- PASSAGE FOR REVIEW -
::::::::

For this alum, age is no obstacle

“I asked what would happen if I die before the research is over. They said, ‘We’ll try to find out where you are and sue you.’ ”
—Dr. Gordon Maurice

With some amusement, Dr. Gordon L. Maurice (’40, Chem) describes the call he received last year from the Canadian National Heart Institute. Canadian health officials wanted him—at age 83—to be a primary investigator in a four-year international study on congestive heart failure treatments.

No matter that he retired from his cardiology practice 17 years ago and works in clinical research only three days a week. The Canadians knew Maurice had spent more than 35 years in Portland, Oregon, researching cardiovascular diseases.

In 1965, Maurice launched the Providence Portland Medical Center’s cardiovascular research department, today known as the Earle A. Chiles Research Institute. The institute now does additional research in oncology and other fields.

With Maurice as a key leader, the heart research group participated in several major studies at the request of the National Heart, Lung and Blood Institute, including significant research on the use of beta-blockers after heart failures.

“This is the first time we have been asked to do a study by another country,” says Maurice. “I asked, ‘do you have any idea how old I am?’ They said, ‘Yes.’ ”

“I asked what would happen if I die before the research is over. They said, ‘We’ll try to find out where you are and sue you.’ ”

“They picked only those [research] clinics in the United States that had extensive studies,” says Maurice, adding that the Canadian study selected only 15 U.S. clinics and involves 1,500 patients in this country, Canada, and Europe. “It’s a prestigious study.”

Dr. Frank D. McBarron, a Chiles Institute co-director with Maurice and lifelong research partner, describes his colleague as a “wonderful clinician and teacher.”

According to McBarron, Maurice helped found what became the most prestigious heart and lung care center in Portland-Vancouver: the Thoracic Clinic, now the Thoracic Division of The Oregon Clinic, a private corporation that does work at Providence.

::::::::

- DATASET EXTRACT -
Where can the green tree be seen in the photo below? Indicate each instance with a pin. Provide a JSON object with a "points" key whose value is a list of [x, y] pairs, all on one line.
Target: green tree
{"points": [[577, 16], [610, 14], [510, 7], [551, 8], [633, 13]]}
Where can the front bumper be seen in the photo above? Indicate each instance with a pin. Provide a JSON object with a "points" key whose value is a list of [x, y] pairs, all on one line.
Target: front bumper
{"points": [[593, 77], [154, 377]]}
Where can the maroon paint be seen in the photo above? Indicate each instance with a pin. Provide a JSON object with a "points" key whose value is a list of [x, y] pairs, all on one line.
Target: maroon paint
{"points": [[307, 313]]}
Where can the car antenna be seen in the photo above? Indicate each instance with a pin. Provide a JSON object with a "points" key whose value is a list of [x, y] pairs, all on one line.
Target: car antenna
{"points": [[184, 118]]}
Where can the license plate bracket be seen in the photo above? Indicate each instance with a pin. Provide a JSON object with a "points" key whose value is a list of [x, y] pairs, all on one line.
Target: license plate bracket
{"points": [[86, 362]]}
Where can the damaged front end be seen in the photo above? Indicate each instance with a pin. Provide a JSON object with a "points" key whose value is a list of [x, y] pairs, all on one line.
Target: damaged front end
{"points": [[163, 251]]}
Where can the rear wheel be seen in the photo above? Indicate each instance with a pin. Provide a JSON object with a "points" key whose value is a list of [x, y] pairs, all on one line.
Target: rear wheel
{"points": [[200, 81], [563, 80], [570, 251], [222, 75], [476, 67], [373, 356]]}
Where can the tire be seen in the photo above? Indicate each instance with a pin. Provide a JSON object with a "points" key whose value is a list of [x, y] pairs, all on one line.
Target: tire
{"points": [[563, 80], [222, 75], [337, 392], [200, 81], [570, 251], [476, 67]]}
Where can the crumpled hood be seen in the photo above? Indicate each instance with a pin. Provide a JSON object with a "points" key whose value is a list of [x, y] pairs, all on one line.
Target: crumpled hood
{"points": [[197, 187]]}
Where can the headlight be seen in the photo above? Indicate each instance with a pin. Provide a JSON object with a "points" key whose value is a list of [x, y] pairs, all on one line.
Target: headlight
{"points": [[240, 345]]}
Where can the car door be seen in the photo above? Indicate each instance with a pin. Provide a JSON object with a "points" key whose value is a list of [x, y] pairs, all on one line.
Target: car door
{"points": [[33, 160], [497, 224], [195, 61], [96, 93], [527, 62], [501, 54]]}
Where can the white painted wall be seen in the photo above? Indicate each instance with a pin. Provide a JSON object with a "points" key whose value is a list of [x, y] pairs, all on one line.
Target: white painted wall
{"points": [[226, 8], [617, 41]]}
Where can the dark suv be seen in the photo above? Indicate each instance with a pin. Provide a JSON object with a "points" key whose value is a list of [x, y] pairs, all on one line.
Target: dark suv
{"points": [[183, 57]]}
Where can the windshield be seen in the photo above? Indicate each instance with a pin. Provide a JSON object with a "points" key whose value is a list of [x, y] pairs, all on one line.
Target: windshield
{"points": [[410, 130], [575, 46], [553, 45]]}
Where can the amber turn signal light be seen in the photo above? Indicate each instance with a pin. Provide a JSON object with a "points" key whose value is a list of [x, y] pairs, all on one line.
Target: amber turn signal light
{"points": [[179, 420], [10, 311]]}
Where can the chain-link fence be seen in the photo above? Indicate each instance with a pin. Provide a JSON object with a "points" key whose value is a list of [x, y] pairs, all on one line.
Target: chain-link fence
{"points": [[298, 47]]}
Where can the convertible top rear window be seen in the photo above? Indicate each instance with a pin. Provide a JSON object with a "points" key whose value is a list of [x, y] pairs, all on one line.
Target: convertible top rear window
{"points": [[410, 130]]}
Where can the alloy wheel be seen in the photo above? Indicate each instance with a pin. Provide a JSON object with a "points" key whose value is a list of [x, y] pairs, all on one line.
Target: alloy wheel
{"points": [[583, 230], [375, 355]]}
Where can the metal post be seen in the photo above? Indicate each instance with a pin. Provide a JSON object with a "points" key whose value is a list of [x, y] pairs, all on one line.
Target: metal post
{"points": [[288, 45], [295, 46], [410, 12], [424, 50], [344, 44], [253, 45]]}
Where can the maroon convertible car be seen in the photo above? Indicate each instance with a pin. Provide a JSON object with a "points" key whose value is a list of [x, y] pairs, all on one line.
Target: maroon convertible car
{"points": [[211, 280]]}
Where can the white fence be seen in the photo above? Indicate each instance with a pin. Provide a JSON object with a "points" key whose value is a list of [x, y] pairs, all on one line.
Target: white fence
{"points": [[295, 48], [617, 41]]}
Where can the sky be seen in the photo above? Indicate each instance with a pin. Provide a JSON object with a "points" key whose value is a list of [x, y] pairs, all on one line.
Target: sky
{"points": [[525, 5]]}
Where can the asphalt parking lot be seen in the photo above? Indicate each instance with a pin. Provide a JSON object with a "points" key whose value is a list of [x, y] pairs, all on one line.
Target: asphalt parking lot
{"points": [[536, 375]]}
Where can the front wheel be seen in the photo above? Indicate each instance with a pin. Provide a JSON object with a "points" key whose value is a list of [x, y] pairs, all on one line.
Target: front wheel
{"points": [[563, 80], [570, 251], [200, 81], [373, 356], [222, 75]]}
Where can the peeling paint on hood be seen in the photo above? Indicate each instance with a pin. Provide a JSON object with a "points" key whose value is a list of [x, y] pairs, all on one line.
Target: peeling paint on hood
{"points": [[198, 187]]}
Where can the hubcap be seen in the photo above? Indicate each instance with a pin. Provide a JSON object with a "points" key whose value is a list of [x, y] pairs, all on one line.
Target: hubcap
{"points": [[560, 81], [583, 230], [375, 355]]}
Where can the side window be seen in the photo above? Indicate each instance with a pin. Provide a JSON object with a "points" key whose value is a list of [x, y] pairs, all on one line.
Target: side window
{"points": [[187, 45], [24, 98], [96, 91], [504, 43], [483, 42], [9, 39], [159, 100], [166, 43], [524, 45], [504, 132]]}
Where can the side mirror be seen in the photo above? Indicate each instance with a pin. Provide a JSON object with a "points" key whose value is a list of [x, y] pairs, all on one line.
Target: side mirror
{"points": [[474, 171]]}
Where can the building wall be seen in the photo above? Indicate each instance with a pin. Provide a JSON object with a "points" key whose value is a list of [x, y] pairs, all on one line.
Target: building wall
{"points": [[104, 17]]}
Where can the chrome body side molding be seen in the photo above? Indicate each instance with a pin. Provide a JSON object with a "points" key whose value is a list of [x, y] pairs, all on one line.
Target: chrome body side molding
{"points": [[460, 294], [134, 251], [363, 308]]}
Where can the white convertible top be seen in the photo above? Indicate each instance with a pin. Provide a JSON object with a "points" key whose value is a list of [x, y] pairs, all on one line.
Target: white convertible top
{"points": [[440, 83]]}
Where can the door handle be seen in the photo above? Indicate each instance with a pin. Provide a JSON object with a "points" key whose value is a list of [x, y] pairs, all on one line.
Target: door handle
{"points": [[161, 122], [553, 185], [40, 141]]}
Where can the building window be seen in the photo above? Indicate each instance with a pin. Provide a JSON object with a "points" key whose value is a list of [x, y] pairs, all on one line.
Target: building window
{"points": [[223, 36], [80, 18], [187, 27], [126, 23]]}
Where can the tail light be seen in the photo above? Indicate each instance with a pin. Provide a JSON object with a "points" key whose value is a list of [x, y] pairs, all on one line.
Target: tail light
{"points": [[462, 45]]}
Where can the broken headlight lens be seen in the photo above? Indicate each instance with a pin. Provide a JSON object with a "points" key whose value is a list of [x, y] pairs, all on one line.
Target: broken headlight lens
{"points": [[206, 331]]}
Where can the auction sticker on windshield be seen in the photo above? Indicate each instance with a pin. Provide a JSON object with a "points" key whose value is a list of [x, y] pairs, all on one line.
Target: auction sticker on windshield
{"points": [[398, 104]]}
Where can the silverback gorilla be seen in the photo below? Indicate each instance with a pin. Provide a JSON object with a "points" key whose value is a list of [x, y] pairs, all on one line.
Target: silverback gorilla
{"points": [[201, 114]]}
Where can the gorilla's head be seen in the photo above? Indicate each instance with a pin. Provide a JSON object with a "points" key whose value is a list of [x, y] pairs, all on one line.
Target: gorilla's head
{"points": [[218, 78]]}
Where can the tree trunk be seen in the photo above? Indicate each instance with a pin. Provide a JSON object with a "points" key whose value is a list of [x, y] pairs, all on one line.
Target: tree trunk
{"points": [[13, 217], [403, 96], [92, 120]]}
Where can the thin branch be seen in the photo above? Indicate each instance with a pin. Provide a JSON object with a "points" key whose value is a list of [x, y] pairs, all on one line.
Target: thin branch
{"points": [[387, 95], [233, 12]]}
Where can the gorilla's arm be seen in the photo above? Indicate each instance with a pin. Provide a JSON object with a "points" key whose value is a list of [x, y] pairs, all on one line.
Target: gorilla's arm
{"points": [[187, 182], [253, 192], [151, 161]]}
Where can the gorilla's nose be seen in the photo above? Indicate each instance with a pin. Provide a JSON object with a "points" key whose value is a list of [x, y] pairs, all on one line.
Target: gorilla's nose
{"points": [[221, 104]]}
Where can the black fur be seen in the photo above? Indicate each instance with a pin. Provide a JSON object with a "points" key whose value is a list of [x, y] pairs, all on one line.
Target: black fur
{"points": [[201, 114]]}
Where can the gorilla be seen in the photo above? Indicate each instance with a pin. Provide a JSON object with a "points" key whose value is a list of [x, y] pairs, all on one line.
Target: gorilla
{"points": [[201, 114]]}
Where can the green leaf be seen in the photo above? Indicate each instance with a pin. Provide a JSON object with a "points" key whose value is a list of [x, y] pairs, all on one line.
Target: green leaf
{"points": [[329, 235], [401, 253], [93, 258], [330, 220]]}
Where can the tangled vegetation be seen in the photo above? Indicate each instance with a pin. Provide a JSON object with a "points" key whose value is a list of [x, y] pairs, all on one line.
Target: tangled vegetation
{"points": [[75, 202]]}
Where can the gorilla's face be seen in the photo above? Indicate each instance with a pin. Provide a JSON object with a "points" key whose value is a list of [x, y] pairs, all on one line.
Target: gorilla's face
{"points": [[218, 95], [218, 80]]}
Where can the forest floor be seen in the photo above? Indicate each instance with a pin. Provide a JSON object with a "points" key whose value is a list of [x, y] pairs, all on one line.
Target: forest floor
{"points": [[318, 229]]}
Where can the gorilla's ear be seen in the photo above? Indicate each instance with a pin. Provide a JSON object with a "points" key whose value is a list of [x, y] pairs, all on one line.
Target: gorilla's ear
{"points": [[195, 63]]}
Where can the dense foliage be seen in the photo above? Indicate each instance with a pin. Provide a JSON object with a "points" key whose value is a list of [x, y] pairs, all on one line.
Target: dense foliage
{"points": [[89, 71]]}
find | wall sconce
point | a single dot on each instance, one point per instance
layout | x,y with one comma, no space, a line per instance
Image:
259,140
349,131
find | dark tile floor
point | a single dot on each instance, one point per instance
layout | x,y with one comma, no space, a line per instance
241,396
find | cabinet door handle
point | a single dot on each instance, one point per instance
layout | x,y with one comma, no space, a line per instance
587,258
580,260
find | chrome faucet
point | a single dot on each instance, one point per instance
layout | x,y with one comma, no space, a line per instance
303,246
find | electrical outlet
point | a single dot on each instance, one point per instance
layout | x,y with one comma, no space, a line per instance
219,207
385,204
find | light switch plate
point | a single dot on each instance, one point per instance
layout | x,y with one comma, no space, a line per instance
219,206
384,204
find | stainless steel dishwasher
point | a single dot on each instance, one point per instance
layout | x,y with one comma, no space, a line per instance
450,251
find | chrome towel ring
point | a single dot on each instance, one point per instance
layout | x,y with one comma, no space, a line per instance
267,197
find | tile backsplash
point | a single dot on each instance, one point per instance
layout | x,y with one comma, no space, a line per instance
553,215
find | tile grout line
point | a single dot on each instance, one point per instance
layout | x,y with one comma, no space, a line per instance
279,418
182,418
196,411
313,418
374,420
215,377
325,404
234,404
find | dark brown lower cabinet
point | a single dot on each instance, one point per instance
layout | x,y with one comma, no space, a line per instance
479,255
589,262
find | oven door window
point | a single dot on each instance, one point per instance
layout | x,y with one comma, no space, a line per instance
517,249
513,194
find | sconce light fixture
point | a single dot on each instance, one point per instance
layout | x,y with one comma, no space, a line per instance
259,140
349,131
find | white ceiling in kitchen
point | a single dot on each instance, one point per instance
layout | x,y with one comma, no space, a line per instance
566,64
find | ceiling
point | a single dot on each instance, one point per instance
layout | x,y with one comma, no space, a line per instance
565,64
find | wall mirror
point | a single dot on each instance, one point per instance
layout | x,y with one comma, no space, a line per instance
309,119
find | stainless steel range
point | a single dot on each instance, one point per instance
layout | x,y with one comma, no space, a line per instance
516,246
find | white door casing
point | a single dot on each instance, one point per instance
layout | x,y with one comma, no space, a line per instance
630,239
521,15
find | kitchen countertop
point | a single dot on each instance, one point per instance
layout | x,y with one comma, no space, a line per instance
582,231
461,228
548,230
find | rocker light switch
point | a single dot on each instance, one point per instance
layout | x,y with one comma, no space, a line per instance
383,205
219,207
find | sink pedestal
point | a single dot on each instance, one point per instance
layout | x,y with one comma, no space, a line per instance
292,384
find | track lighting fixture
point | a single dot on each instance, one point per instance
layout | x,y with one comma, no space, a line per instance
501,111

::::::::

- WHAT NEEDS TO BE DONE -
Please continue the profile of Dr. Gordon Maurice, starting right after its final sentence about the Thoracic Clinic.

- RESULT OF THE EXERCISE -
“He’s had a significant body of research in his life. He’s an amazing worker,” says McBarron. “By the time I met him in 1959, he was one of four or five of the most prominent active cardiologists in the Northwest.”

The Canadian study will compare two methods for treating congestive heart failure complicated by arrhythmia. One method tries to control the heart rate. The other attempts to restore normal heart rhythm with medication and/or electric charge.

“We think—but we don’t know—that trying to restore the heart rhythm may be more beneficial,” Maurice adds. He will interview patients in Portland and give routine exams, although Oregon Clinic cardiologists handle overall care.

Maurice knows about heart failure personally. Several years ago, he had coronary bypass surgery. With angioplasty treatment and a pacemaker, he’s been free of cardiac symptoms for some time.

Being a doctor was a childhood dream of Maurice’s after he spent a year in treatment for tuberculosis. He was Phi Beta Kappa at WSC and graduated with honors before entering the University of Oregon Medical School. A World War II veteran, he did his residency in internal medicine and worked with pulmonary diseases, but cardiology became his major focus. He retired in 1984 after 20 years at Providence, where he participated in Oregon’s first open-heart surgery in June 1960 and helped design a heart/lung machine.

Maurice also served as a clinical professor at Oregon Health Sciences University, formerly the University of Oregon Medical School.

A dedicated family man, Maurice loves to golf with his 12-year-old grandson. He and his wife of 57 years, Dorothy, have four children, 14 grandchildren, and three great-grandchildren.